_WORK INSTRUCTIONS_
a: Answer these from the piece on the Paskett calorie lawsuit, one line each:
(i) Which two dining chains did Anne Paskett find understating calories on their menus?
(ii) How long was the calorie-counting diet she was trying to follow?
(iii) Which outlet's report focused on the Paskett lawsuit?
b: Name every restaurant chain mentioned in the piece on the Paskett calorie lawsuit below.
c: Write the next few paragraphs of the piece on the Paskett calorie lawsuit below, picking up right after its final sentence.

_PROVIDED TEXT_
*****

Some caveats are in order, of course. “National media investigation” is unsatisfyingly vague; who did the investigating, and what did it consist of? Moreover, Chili’s and Macaroni Grill are not McDonalds and Wendy’s; who were the specific good and bad guys in this investigation, and by what measurement? (More on that is available here.)

Nevertheless, the notion that major fast food and casual dining chains might fudge or even flagrantly misrepresent the nutritional content of some of their menu items would be shocking only in the Casablanca sense: we would probably be more surprised if they weren’t gaming the rules on the sly. Perhaps that fact will occur to the jury in the Paskett lawsuit, the focus of the KING-TV report.

The background: Ms. Anne Paskett, attempting to adhere to a three-year, rigid calorie-counting diet, was frustrated by her continuing, albeit slight, weight gain. She counted calories with a laborious dedication and precision. And yet, the slow progression of her size and weight.

The problem, she finally determined, was that two of her favorite dining establishments, Chili’s and Macaroni Grill, were and are deliberately understating the caloric and fat contents on their menus, thereby contributing to her overconsumption of calorie-excessive entrees based on false claims.

*****

_PROVIDED RECORDS_
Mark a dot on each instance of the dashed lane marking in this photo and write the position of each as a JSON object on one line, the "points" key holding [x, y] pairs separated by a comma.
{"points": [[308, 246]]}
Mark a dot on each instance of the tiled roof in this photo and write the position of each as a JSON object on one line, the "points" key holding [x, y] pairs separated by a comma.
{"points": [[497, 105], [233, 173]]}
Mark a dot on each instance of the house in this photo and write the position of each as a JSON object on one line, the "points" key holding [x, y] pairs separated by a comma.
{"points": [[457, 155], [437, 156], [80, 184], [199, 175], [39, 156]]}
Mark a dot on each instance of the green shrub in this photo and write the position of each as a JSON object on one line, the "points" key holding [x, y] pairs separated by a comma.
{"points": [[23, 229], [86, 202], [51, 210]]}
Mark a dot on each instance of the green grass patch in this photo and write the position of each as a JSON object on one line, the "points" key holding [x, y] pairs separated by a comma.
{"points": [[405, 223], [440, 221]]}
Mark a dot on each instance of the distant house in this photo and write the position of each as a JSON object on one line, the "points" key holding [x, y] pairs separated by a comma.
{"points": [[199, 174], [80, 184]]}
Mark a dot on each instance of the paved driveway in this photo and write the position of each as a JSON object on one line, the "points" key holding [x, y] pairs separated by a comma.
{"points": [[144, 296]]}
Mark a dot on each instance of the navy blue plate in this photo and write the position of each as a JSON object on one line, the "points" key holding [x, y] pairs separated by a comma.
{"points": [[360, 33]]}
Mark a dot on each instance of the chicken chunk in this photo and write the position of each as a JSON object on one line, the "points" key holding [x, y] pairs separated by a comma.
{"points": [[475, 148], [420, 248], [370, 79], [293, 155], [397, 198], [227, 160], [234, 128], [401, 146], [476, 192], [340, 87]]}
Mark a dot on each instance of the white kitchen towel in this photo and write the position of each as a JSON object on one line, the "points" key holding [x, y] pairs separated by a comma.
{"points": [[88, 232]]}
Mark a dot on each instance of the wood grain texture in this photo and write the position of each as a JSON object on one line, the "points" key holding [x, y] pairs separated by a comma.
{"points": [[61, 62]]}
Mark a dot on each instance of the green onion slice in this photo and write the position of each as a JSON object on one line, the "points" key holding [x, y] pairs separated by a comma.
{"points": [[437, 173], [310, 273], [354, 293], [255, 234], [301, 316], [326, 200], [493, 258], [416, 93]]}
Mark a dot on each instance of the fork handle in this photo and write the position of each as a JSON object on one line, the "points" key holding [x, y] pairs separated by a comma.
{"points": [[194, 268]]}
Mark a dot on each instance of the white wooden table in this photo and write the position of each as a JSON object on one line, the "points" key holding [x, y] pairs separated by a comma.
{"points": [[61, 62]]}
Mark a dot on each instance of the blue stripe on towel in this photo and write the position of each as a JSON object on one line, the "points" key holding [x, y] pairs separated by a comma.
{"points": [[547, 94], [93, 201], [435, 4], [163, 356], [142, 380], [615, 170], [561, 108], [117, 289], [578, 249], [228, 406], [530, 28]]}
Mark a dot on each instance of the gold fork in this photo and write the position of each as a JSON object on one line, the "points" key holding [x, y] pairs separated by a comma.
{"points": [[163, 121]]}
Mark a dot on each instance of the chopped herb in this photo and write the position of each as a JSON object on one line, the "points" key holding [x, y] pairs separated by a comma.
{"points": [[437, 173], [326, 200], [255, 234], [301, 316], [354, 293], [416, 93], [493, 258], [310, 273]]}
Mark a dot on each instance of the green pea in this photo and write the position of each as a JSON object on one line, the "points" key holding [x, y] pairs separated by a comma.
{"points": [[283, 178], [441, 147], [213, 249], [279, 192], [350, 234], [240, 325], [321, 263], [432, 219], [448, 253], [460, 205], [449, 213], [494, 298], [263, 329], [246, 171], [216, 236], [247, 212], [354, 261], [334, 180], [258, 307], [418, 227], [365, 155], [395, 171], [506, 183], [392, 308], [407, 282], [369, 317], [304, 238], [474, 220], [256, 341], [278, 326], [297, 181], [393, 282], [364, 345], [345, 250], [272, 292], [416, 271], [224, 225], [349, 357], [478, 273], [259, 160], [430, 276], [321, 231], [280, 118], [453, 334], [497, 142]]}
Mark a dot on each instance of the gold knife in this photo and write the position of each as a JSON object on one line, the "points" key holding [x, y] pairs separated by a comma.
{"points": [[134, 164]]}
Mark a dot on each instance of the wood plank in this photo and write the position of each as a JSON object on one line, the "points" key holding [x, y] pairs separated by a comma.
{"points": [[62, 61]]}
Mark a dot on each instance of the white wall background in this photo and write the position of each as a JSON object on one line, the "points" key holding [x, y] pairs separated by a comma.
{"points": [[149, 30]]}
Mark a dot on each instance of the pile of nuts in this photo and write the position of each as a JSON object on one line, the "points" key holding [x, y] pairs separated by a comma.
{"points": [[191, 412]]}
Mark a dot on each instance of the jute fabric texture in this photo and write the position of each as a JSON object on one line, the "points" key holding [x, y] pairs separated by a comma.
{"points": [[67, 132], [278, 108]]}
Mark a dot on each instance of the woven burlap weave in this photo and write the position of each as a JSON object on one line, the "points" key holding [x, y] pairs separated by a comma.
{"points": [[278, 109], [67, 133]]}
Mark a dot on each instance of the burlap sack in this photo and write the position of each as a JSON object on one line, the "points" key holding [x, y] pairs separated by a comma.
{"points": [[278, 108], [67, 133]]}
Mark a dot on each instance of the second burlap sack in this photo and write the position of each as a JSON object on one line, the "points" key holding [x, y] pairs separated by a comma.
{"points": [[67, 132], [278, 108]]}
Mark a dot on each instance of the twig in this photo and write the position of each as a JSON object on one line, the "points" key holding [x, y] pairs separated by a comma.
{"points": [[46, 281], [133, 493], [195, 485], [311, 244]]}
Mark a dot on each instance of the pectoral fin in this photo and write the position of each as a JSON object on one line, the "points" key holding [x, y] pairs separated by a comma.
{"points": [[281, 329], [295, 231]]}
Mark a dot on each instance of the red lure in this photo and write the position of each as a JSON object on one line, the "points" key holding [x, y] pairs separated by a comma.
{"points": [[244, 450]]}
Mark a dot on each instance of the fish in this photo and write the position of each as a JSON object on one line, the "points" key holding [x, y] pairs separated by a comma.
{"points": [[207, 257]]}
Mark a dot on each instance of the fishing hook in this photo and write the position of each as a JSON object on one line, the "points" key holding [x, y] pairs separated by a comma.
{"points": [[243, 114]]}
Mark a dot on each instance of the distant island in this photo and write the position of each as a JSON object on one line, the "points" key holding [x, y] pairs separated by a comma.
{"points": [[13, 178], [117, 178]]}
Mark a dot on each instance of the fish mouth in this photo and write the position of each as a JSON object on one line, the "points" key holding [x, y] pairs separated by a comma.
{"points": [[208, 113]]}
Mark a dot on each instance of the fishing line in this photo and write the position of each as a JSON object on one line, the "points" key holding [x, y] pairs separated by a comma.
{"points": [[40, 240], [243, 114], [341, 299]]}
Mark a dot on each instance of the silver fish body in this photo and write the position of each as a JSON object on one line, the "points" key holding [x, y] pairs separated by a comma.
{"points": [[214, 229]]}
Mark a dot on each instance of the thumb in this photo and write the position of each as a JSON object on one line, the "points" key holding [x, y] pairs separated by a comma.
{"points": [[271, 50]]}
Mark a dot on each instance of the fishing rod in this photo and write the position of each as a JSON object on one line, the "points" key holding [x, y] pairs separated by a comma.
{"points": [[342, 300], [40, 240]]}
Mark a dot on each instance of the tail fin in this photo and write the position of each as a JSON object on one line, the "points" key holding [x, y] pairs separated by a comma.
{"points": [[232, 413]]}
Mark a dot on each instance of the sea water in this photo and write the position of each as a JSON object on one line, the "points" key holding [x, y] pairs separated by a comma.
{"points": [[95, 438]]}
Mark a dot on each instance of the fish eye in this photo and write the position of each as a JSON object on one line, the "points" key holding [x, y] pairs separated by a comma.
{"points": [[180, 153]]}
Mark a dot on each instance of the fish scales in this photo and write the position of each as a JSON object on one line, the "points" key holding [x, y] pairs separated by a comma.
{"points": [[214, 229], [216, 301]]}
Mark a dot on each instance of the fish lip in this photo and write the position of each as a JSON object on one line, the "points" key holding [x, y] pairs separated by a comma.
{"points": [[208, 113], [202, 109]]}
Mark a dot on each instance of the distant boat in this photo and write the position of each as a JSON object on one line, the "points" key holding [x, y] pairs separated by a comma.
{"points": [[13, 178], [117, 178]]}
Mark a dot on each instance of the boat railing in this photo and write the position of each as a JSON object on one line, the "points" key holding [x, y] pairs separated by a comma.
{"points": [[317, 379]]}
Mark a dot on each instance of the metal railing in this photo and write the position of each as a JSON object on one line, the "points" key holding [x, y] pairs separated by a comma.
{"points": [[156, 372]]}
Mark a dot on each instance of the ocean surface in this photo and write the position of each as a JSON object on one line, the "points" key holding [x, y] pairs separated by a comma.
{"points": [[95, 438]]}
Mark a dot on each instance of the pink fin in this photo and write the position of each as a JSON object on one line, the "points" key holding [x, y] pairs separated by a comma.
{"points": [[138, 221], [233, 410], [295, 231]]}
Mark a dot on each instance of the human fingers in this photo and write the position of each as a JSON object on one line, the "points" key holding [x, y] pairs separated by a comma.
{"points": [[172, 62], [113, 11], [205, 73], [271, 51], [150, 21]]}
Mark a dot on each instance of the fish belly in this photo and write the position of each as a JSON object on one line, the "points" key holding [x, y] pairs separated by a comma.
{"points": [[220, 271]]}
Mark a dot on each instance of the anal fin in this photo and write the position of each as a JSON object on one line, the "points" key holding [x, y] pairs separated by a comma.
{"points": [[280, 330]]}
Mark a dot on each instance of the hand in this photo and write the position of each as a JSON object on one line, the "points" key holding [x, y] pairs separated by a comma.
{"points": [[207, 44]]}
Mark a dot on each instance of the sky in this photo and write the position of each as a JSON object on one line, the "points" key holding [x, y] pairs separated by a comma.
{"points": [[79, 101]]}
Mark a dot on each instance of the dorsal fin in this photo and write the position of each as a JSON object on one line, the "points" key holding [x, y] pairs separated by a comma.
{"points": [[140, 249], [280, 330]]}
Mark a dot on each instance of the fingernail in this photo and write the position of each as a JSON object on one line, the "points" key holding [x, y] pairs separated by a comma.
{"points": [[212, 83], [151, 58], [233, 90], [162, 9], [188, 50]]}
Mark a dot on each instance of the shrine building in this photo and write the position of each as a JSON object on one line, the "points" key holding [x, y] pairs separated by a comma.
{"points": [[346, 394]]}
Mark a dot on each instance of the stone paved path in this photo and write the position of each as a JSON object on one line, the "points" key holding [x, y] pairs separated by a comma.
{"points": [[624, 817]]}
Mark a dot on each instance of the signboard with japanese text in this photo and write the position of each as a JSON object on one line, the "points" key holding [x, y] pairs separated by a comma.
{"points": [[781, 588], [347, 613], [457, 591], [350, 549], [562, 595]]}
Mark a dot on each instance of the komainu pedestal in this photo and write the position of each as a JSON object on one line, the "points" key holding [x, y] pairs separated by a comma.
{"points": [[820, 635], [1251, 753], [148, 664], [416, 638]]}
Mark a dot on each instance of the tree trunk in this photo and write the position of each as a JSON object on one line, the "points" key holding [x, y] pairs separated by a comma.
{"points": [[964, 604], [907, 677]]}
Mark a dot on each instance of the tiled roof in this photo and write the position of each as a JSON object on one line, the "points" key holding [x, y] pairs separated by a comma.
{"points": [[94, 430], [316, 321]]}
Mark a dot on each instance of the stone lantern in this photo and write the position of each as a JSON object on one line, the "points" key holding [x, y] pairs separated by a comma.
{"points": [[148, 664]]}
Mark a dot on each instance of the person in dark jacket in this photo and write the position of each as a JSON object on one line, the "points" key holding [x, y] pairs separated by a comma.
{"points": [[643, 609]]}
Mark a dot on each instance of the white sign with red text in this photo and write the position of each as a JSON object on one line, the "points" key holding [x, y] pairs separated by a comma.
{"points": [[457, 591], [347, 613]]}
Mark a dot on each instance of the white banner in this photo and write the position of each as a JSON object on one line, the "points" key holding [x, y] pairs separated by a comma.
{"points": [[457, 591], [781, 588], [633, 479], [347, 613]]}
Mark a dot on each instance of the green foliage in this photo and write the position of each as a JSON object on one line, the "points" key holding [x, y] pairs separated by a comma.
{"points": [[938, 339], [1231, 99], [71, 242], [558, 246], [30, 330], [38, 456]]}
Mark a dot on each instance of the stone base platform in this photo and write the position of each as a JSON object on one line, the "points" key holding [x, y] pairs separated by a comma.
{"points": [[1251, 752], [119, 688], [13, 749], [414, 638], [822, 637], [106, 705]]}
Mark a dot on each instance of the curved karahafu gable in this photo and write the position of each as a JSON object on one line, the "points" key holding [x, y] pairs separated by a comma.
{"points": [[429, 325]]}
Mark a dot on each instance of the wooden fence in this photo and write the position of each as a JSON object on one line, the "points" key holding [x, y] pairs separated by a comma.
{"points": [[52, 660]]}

*****

_ANSWERS TO THE EXERCISES_
a:
(i) Chili's and Macaroni Grill
(ii) Three years
(iii) KING-TV

b: Chili's, Macaroni Grill, McDonalds, Wendy's

c:
A Seattle attorney is even now representing her in a class-action suit that is charging those chains with misrepresentation and consumer deception. If she gets anywhere close to winning this case, and that includes tweezing a major settlement out of the defendant chains, you can bet that there will be an absolute epidemic of honesty in the posting of nutritional content at chain food providers, fast and otherwise, nationwide.

Which is probably a good thing, but which may be just a bit unfair. After all, Ms. Paskett had many alternative dining choices, not the least of those being home cooking. And a truly dedicated dieter should be seriously questioning why he or she is hitting a drive-through or restaurant chain to begin with. And she acknowledges that she continues to patronize her favorite chains and would not want them driven out of business.

She even allows, as how taste sometimes trumps reason, that she doesn’t always make the healthiest choice. Nonetheless, she would like her choice, whether wise or heedless, to be based on accurate information. She just wants the menu’s stated nutritional numbers to be honest.

And it’s hard to argue with her right to that.